[TEXT FOR ANALYSIS]:
^^^^^^^^

In pregnant rats, no maternal or foetal toxicity was observed at doses up to 575 µg/kg/day. Offspring of rats administered filgrastim during the peri-natal and lactation periods, exhibited a delay in external differentiation and growth retardation (≥20 µg/kg/day) and slightly reduced survival rate

(100 µg/kg/day).

 

Filgrastim had no observed effect on the fertility of male or female rats.


Glutamic acid

Sorbitol (E420)

Polysorbate 80

Water for injections


Zarzio must not be diluted with sodium chloride solution.

 

This medicinal product must not be mixed with other medicinal products except those mentioned in section 6.6.

Diluted filgrastim may be adsorbed to glass and plastic materials, unless it is diluted in glucose 50 mg/ml (5%) solution (see section 6.6).


36 months. After dilution: Chemical and physical in-use stability of the diluted solution for infusion has been demonstrated for 24 hours at 2°C to 8°C. From a microbiological point of view, the product should be used immediately. If not used immediately, in-use storage times and conditions prior to use are the responsibility of the user and would normally not be longer than 24 hours at 2°C to 8°C, unless dilution has taken place in controlled and validated aseptic conditions.

Store in a refrigerator (2°C - 8°C).

Keep the pre-filled syringe in the outer carton in order to protect from light.

Within its shelf-life and for the purpose of ambulatory use, the patient may remove the product from the refrigerator and store it at room temperature (not above 25°C) for one single period of up to 72 hours. At the end of this period, the product should not be put back in the refrigerator and should be disposed of.

For storage conditions after dilution of the medicinal product, see section 6.3.


Pre-filled syringe (type I glass) with injection needle (stainless steel), with or without a needle safety guard, containing 0.5 ml solution.

 

Pack sizes of 1, 3, 5 or 10 pre-filled syringes.

Not all pack sizes may be marketed.


The solution should be visually inspected prior to use. Only clear solutions without particles should be used.

^^^^^^^^

[SOURCE DATA]:
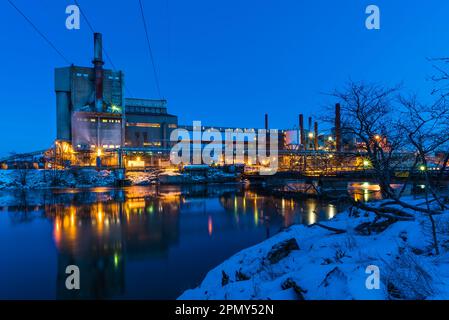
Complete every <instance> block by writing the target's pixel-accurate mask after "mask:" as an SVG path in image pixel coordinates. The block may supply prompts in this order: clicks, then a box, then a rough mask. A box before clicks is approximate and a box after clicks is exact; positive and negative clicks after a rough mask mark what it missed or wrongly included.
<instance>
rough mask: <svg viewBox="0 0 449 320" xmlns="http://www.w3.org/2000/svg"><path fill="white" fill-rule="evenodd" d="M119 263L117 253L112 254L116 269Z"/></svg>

^^^^^^^^

[PROBLEM DESCRIPTION]:
Extract, word for word, the passage of the Zarzio product text that runs from "36 months. After" to "validated aseptic conditions.".

[SOLUTION]:
36 months. After dilution: Chemical and physical in-use stability of the diluted solution for infusion has been demonstrated for 24 hours at 2°C to 8°C. From a microbiological point of view, the product should be used immediately. If not used immediately, in-use storage times and conditions prior to use are the responsibility of the user and would normally not be longer than 24 hours at 2°C to 8°C, unless dilution has taken place in controlled and validated aseptic conditions.